Dataset excerpts about pointing at objects
****************************************

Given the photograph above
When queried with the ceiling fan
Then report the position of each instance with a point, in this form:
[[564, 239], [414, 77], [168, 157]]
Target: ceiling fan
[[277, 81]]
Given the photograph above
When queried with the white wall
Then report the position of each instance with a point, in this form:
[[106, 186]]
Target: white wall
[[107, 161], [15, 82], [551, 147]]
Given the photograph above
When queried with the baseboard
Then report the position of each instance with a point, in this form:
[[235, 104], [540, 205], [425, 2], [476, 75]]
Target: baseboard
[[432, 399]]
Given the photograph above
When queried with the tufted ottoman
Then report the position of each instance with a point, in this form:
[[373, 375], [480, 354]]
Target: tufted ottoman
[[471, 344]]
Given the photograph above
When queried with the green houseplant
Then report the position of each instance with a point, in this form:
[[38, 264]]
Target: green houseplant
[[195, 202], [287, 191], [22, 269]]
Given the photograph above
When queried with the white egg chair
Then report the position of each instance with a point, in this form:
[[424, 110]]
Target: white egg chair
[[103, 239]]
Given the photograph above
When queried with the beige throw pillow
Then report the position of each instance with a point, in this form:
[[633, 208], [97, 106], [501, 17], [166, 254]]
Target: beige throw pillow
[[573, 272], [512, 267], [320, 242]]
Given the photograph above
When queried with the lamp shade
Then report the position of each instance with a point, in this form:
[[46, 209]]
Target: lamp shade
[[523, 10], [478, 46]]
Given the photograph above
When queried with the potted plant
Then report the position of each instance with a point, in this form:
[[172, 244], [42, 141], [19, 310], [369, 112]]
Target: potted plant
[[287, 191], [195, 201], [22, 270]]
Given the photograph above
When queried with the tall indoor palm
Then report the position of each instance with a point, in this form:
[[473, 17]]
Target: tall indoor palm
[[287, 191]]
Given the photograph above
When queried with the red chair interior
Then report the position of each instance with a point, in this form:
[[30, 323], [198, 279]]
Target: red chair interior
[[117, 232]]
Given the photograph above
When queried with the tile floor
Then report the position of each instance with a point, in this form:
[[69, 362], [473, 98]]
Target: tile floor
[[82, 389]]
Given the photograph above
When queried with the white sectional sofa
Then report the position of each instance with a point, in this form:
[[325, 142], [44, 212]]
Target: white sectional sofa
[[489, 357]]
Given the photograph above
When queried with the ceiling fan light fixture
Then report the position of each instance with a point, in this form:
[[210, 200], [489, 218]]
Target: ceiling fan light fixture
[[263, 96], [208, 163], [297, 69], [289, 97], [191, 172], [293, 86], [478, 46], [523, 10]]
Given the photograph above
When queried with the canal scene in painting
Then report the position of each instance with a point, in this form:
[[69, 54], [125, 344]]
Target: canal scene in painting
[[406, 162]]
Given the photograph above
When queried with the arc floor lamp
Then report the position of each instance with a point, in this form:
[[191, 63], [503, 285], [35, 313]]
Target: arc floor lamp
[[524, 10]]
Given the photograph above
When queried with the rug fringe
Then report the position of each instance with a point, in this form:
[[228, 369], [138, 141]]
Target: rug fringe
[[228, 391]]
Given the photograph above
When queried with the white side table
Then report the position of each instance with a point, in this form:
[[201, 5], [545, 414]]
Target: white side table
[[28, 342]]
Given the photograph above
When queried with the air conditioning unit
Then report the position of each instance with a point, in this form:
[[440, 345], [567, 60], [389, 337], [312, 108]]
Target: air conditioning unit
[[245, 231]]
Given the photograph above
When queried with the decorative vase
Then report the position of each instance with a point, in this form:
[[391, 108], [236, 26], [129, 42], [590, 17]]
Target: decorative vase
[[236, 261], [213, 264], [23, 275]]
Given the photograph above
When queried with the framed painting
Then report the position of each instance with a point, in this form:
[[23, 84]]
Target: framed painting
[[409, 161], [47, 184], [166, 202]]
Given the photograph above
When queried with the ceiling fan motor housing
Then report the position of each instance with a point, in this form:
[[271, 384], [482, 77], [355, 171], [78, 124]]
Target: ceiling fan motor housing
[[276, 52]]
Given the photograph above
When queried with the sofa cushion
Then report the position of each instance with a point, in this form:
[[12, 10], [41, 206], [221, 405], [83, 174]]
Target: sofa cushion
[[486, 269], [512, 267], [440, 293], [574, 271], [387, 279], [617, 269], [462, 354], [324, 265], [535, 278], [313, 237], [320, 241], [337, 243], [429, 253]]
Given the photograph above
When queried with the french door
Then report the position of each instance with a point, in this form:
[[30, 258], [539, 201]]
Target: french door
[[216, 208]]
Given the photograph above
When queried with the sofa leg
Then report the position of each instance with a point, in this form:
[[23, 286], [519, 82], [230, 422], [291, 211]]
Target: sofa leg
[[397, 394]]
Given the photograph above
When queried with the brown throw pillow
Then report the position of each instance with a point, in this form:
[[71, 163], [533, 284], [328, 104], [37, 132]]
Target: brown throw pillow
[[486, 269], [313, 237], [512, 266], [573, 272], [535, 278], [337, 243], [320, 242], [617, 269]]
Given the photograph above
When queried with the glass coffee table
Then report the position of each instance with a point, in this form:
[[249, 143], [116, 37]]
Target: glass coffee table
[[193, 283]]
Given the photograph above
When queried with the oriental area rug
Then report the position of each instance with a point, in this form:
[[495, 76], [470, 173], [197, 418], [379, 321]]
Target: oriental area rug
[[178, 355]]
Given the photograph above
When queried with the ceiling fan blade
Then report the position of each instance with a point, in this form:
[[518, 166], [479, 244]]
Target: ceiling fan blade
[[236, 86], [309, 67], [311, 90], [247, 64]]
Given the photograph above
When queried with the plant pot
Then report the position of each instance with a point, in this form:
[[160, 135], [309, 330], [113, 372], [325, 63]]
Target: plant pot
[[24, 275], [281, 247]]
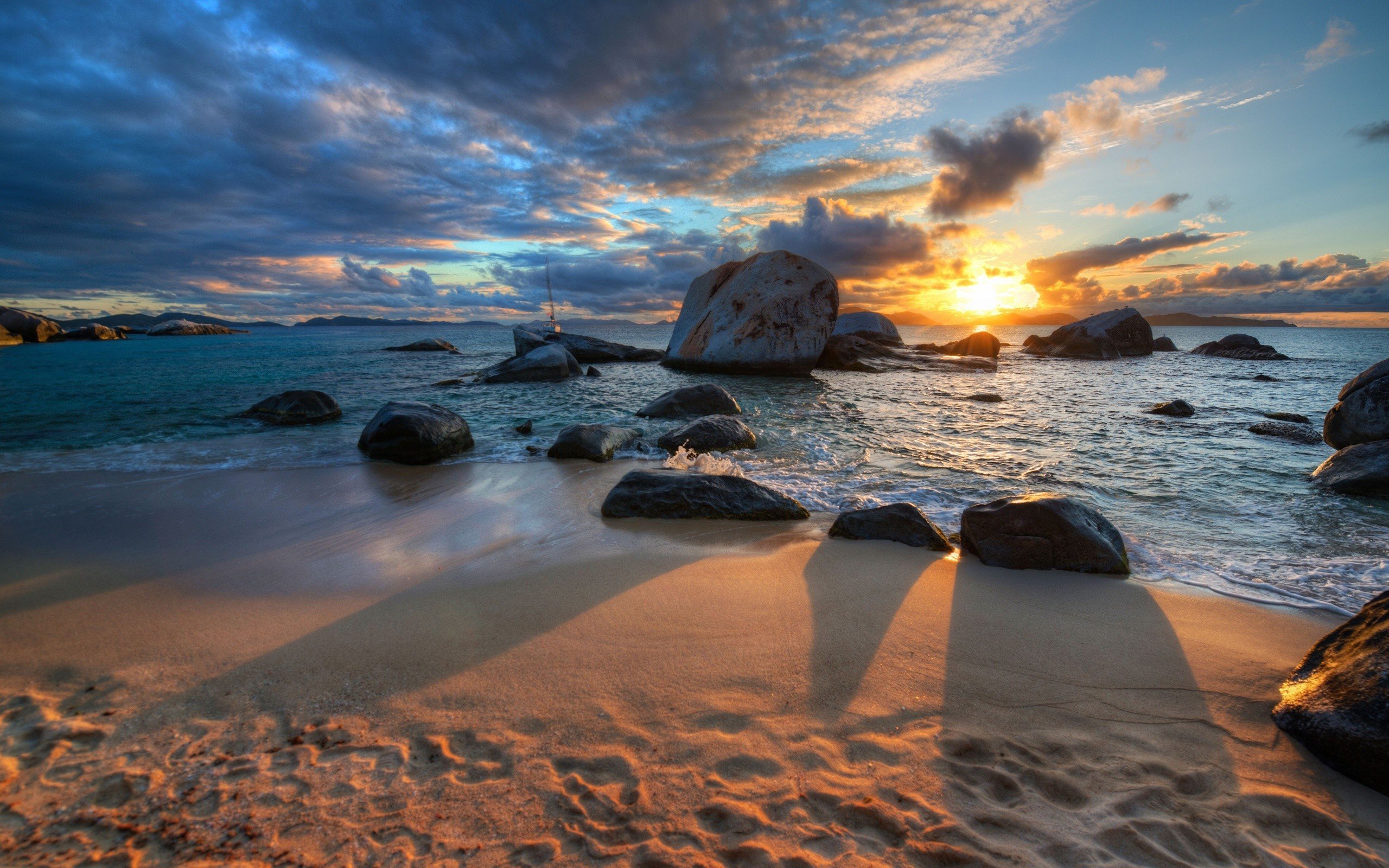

****************************************

* _Your objective_:
Swap "photograph" for "picture" in every line of the data above and leave everything else unchanged. Omit the pictures from your copy.

* _Written answer_:
Given the picture above
When queried with the ceiling fan
Then report the position of each instance with a point, in this form:
[[564, 239], [414, 77], [168, 157]]
Target: ceiling fan
[[277, 81]]
Given the picture above
When queried with the white wall
Then report the position of each instance with a point, in this form:
[[106, 186]]
Target: white wall
[[107, 161], [15, 82], [551, 147]]
Given the picture above
When queried with the baseboard
Then report the position of each instance with a point, in this form:
[[235, 104], [540, 205], [425, 2], [476, 75]]
Target: baseboard
[[432, 399]]
Given the picture above
When queried with the tufted ottoman
Then report the position of each instance with a point, in this form:
[[373, 375], [480, 354]]
Target: tufted ottoman
[[471, 344]]
Given the picture above
When queried with the green houseplant
Then report the position of each instance with a point, in this form:
[[38, 264]]
Target: green houseplant
[[195, 202], [287, 191], [22, 269]]
Given the picture above
When queried with the white egg chair
Then report the position of each instance with a point, in this form:
[[424, 110]]
Target: white egg chair
[[103, 239]]
Given the picture above
When queried with the beige throw pillow
Then report the position of each instance with a point, in this form:
[[633, 208], [97, 106], [501, 17], [166, 254]]
Target: beige throw pillow
[[573, 272], [512, 267], [320, 242]]
Given the picture above
When queried with the lamp shade
Then report the position of each instance with a point, in this form:
[[46, 209]]
Target: lamp shade
[[523, 10], [478, 46]]
Given the picture above
When queried with the potted plant
Then report the position of each instance with a point, in this form:
[[172, 244], [42, 141], [19, 310], [369, 112]]
Target: potted plant
[[287, 191], [195, 201], [22, 270]]
Given the picture above
When queried with the tall indoor palm
Then report the position of each instance with a point, in this form:
[[473, 17]]
Target: tall indoor palm
[[287, 191]]
Given the picture above
When queried with the red chair interior
Then report the position of each instance with a point, in this form:
[[30, 323], [198, 279]]
Target: red chair interior
[[117, 232]]
Given the picture above
When queried with the tile floor
Then report the position of each instance with a point, in this form:
[[69, 362], [473, 98]]
Target: tile floor
[[82, 389]]
Given the picture above
When queried with the white sectional sofa
Then report the position of each instance with a point, in this form:
[[325, 142], [44, 212]]
Target: white sectional sofa
[[489, 357]]
Given the picture above
When queried with the ceiling fan light fixture
Then report the position of each instance with a point, in this form:
[[210, 200], [489, 218]]
Target: ceiling fan light fixture
[[263, 96], [208, 163], [297, 69], [289, 97], [191, 172], [293, 86], [478, 46], [523, 10]]
Given the picture above
When queried with the canal scene in painting
Then report the position of each instance with a point, in this form:
[[69, 54], [125, 344]]
Target: canal scene in painting
[[406, 162]]
Given the picture above
When queried with the arc floor lamp
Then report the position of each instance with a point, in this form:
[[191, 63], [503, 285], [35, 313]]
Target: arc floor lamp
[[524, 10]]
Given the picture above
When queried with the rug fringe
Then report the position of each instance with a point, in this form:
[[228, 369], [138, 141]]
Target: rug fringe
[[228, 391]]
Given the picture above
When queried with the white side table
Then report the position of each instance with a point, in this form:
[[201, 5], [545, 414]]
Target: white side table
[[28, 342]]
Given the picture above
When queried with the air conditioning unit
Then report the position of each instance with a point, in this form:
[[440, 345], [567, 60], [389, 337], [312, 108]]
Target: air conditioning unit
[[245, 231]]
Given the picture above
When queried with the decorative vase
Then report the position of each instance with a point, in this form:
[[391, 108], [236, 26], [129, 42], [590, 17]]
Target: decorative vase
[[236, 261], [213, 264], [23, 275]]
Given the picture above
When queried with the framed painting
Then report the position of each instance with a point, in this form:
[[23, 84]]
Target: framed painting
[[409, 161], [47, 184], [166, 202]]
Given the picture above
When queried with the ceiling fan motor housing
Then report the position of each instance with a point, in this form:
[[271, 384], [482, 77], [355, 171], [78, 124]]
Target: ceiling fan motor housing
[[276, 52]]
Given the picture above
When queried with the sofa cushion
Then report the position of each instance with a point, in this form:
[[12, 10], [41, 206], [221, 405], [83, 174]]
Target: sofa cushion
[[486, 269], [512, 267], [440, 293], [574, 271], [387, 279], [617, 269], [462, 354], [324, 265], [535, 278], [313, 237], [320, 241], [337, 243], [429, 253]]
Given the picture above
When queried with the french door
Then report the position of each instance with a point, in this form:
[[30, 258], [539, 201]]
Target: french door
[[216, 208]]
Given the picture above
When queried with the sofa leg
Then report the position of each instance with a point, in this form:
[[23, 286], [519, 82], [230, 422], [291, 211]]
Target: sofa leg
[[397, 394]]
Given the picture above
When queried with the brown throw pillow
Then report the position of each instance with a point, in this form:
[[71, 163], [533, 284], [328, 104], [37, 132]]
Target: brown throw pillow
[[486, 269], [313, 237], [512, 266], [573, 272], [535, 278], [337, 243], [320, 242], [617, 269]]
Given the picture above
When queried with the glass coffee table
Then report the position of each instance with a point, in this form:
[[249, 143], [116, 37]]
Target: glass coffee table
[[193, 283]]
Given the picture above
When queried with the oriental area rug
Then report the position of each instance with a point, in this form:
[[495, 76], [470, 173], [197, 418], [379, 321]]
Target: oriental area rug
[[178, 355]]
Given the picture above
When queried with the ceiling fan blade
Then report the position of each instance with a point, in this form:
[[518, 166], [479, 244]]
Target: ceiling fan blade
[[236, 86], [309, 67], [311, 90], [247, 64]]
Given the picture above
When queried with the plant pot
Then report the position of each instance with a point, in this form:
[[160, 135], [309, 330], [113, 372], [325, 63]]
Target: plant pot
[[24, 275], [281, 247]]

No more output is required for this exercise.